THE TASK: Edit the records below by changing every "Target" to "Class" and leaving everything else as it is. Omit the pictures from your answer.

--- Start of DATA EXCERPTS ---

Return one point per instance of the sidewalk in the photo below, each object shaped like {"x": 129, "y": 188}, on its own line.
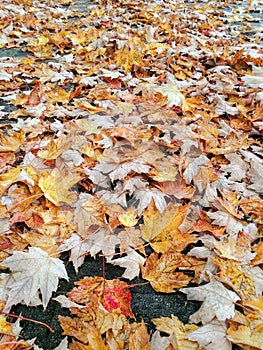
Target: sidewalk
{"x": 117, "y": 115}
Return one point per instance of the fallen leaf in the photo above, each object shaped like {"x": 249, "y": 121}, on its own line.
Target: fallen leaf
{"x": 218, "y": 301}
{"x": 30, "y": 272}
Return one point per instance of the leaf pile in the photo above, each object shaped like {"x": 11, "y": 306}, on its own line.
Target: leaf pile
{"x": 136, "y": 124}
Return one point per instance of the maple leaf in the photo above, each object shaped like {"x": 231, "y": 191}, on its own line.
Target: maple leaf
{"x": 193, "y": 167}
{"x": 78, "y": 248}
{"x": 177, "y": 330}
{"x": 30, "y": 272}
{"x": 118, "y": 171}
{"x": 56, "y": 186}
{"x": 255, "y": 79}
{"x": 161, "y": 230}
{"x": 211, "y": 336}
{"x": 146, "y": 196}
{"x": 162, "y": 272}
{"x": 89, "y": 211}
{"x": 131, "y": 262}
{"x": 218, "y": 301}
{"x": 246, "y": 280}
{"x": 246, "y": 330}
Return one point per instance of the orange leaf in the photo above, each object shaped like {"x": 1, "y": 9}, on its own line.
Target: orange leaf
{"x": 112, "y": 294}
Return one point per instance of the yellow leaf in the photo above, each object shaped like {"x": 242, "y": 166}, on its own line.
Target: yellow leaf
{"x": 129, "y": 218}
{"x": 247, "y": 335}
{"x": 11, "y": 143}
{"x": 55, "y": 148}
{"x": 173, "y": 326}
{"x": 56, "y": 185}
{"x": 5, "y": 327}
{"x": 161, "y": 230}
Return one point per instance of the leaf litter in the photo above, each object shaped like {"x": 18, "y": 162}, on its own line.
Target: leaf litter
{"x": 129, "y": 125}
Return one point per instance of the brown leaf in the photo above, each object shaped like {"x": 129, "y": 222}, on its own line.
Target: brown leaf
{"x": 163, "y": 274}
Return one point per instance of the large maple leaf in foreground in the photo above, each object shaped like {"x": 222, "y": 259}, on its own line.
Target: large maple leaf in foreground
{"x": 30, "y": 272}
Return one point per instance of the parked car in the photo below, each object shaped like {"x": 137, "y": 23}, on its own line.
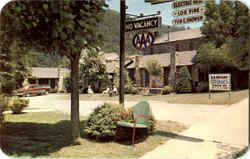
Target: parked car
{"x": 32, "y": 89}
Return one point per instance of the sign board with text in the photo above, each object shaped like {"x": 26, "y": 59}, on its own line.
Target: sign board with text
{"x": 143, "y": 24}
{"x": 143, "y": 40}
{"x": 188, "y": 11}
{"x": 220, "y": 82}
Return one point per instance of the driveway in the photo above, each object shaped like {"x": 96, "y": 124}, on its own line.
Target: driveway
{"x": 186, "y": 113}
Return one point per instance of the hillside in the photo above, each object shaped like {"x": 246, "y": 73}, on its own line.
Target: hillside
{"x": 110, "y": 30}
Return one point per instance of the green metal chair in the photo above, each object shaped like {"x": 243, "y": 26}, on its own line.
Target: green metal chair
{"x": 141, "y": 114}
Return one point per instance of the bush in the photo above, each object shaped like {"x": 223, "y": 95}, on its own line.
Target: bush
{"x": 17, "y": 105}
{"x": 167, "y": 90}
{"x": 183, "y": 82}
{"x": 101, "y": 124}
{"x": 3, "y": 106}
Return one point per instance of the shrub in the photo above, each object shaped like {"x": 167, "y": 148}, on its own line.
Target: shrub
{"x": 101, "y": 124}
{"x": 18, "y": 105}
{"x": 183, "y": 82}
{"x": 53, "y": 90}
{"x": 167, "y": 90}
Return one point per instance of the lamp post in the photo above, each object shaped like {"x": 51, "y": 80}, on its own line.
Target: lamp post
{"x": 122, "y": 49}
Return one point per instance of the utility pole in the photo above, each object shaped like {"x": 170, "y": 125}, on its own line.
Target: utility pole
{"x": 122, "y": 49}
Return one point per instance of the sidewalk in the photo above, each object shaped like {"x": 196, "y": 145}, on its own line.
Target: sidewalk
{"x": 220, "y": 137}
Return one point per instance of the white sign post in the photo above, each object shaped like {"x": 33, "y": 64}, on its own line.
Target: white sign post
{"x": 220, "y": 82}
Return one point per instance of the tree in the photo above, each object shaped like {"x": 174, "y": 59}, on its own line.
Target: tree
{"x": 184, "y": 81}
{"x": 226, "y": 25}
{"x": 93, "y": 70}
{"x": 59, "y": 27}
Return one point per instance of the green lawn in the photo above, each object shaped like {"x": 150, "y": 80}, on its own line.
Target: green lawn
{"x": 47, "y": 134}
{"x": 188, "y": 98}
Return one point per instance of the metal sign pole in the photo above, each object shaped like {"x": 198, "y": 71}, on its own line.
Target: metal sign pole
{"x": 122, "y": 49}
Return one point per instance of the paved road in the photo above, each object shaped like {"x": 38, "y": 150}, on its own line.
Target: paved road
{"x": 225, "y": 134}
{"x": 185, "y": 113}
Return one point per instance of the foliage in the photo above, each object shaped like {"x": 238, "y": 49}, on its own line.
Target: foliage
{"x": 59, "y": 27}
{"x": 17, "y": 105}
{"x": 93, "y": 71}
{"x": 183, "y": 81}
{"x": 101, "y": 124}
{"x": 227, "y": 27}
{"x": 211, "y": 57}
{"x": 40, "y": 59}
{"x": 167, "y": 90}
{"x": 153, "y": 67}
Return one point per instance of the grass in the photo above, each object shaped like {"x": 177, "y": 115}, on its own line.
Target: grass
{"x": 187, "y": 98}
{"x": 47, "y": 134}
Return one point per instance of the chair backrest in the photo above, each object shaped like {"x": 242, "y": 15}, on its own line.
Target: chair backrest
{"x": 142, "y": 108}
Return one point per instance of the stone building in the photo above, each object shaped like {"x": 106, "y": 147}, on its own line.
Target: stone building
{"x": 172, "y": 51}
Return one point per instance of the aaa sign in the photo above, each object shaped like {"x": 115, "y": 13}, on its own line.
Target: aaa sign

--- End of DATA EXCERPTS ---

EXPECTED ANSWER:
Return one point per instance of the sidewalk in the photo below, each object shaped like {"x": 129, "y": 188}, on its own line.
Class: sidewalk
{"x": 117, "y": 115}
Return one point per instance of the fallen leaf in the photo above, each object shaped like {"x": 249, "y": 121}, on its own line.
Class: fallen leaf
{"x": 218, "y": 301}
{"x": 30, "y": 272}
Return one point per instance of the leaf pile in the photo above, each object shaped like {"x": 11, "y": 306}, on its own line.
Class: leaf pile
{"x": 136, "y": 124}
Return one point per instance of the maple leaf in the photo above, each object shaped like {"x": 231, "y": 191}, on its own line.
Class: maple leaf
{"x": 193, "y": 167}
{"x": 78, "y": 248}
{"x": 177, "y": 330}
{"x": 30, "y": 272}
{"x": 118, "y": 171}
{"x": 56, "y": 186}
{"x": 255, "y": 79}
{"x": 161, "y": 230}
{"x": 211, "y": 336}
{"x": 146, "y": 196}
{"x": 162, "y": 272}
{"x": 89, "y": 211}
{"x": 131, "y": 262}
{"x": 218, "y": 301}
{"x": 246, "y": 280}
{"x": 246, "y": 330}
Return one point per instance of the orange leaf in the photo above, each object shaped like {"x": 1, "y": 9}, on its own line.
Class: orange leaf
{"x": 112, "y": 294}
Return one point per instance of the yellow leaf in the photo above, each object shaped like {"x": 242, "y": 166}, on its own line.
Class: yellow leaf
{"x": 129, "y": 218}
{"x": 247, "y": 335}
{"x": 11, "y": 143}
{"x": 55, "y": 148}
{"x": 173, "y": 326}
{"x": 56, "y": 185}
{"x": 5, "y": 327}
{"x": 161, "y": 230}
Return one point per instance of the leaf litter in the photo above, each object shaped like {"x": 18, "y": 162}, on its own line.
Class: leaf litter
{"x": 129, "y": 125}
Return one point per instance of the brown leaf in the photo above, each object shaped like {"x": 129, "y": 222}, on its own line.
Class: brown leaf
{"x": 163, "y": 274}
Return one point per instance of the large maple leaf in foreground in the photo above, each object shaped like {"x": 222, "y": 259}, on its own line.
Class: large maple leaf in foreground
{"x": 30, "y": 272}
Return one point per instance of the parked car in the photo below, each object shaped like {"x": 137, "y": 23}, on its own line.
Class: parked car
{"x": 32, "y": 89}
Return one point per instance of the sign board with text in the photo above, each object shaped like {"x": 26, "y": 59}, on its own line.
Class: sign board with text
{"x": 143, "y": 24}
{"x": 143, "y": 40}
{"x": 188, "y": 11}
{"x": 220, "y": 82}
Return one point per instance of the driveway in the photo above, each object shaped like {"x": 96, "y": 124}, on its own line.
Class: driveway
{"x": 186, "y": 113}
Return one point per instance of the hillside in the photo above, each object shaped like {"x": 246, "y": 73}, on its own line.
Class: hillside
{"x": 110, "y": 30}
Return one point per instance of the green metal chair in the photo above, each object shaped like {"x": 243, "y": 26}, on its own line.
Class: green metal chair
{"x": 141, "y": 114}
Return one point per instance of the bush in the photo above, each object shaped like {"x": 223, "y": 95}, on its own line.
Class: bush
{"x": 17, "y": 105}
{"x": 167, "y": 90}
{"x": 183, "y": 82}
{"x": 101, "y": 124}
{"x": 3, "y": 106}
Return one point per instance of the shrub in the photo above, each object shaped like {"x": 167, "y": 148}, on its own line.
Class: shrub
{"x": 101, "y": 124}
{"x": 18, "y": 105}
{"x": 183, "y": 82}
{"x": 53, "y": 90}
{"x": 167, "y": 90}
Return one point per instance of the lamp post in the photo above, each object shaped like {"x": 51, "y": 80}, on its own line.
Class: lamp post
{"x": 122, "y": 49}
Return one point per instance of the utility pole in the photo above, each object shaped like {"x": 170, "y": 125}, on its own line.
Class: utility pole
{"x": 122, "y": 49}
Return one point per instance of the sidewalk in the photo above, each object shaped like {"x": 196, "y": 145}, on its own line.
Class: sidewalk
{"x": 220, "y": 137}
Return one point per instance of the white sign post in the photo above, each object shaped like {"x": 33, "y": 64}, on its own line.
Class: white sign post
{"x": 220, "y": 82}
Return one point per instance of the tree in the photo above, each object shaped like {"x": 174, "y": 59}, on its own line.
Class: tree
{"x": 184, "y": 81}
{"x": 226, "y": 25}
{"x": 93, "y": 70}
{"x": 59, "y": 27}
Return one point per instance of the green lawn in the photo above, each object shaped like {"x": 150, "y": 80}, on its own line.
Class: green lawn
{"x": 47, "y": 134}
{"x": 188, "y": 98}
Return one point per instance of the metal sign pole in the photo above, each object shaped like {"x": 198, "y": 71}, on its own line.
Class: metal sign pole
{"x": 122, "y": 49}
Return one point per instance of the paved road in the photo above, each object shaped like {"x": 38, "y": 150}, on its own line.
Class: paved road
{"x": 225, "y": 134}
{"x": 185, "y": 113}
Return one point per instance of the foliage in the photo above, each object shaped like {"x": 238, "y": 49}, on its own line.
Class: foliage
{"x": 59, "y": 27}
{"x": 17, "y": 105}
{"x": 93, "y": 71}
{"x": 183, "y": 81}
{"x": 101, "y": 124}
{"x": 227, "y": 27}
{"x": 211, "y": 57}
{"x": 40, "y": 59}
{"x": 167, "y": 90}
{"x": 153, "y": 67}
Return one point per instance of the grass in the photo above, each object shaped like {"x": 177, "y": 115}, on its own line.
Class: grass
{"x": 187, "y": 98}
{"x": 47, "y": 134}
Return one point per instance of the chair backrest in the photo above, each object shaped like {"x": 242, "y": 15}, on its own line.
Class: chair backrest
{"x": 142, "y": 108}
Return one point per instance of the stone building in the photo above, each object shaped like {"x": 106, "y": 147}, on its own line.
Class: stone building
{"x": 172, "y": 51}
Return one point per instance of the aaa sign in the photo above, each object shaped like {"x": 115, "y": 13}, on its own line.
Class: aaa sign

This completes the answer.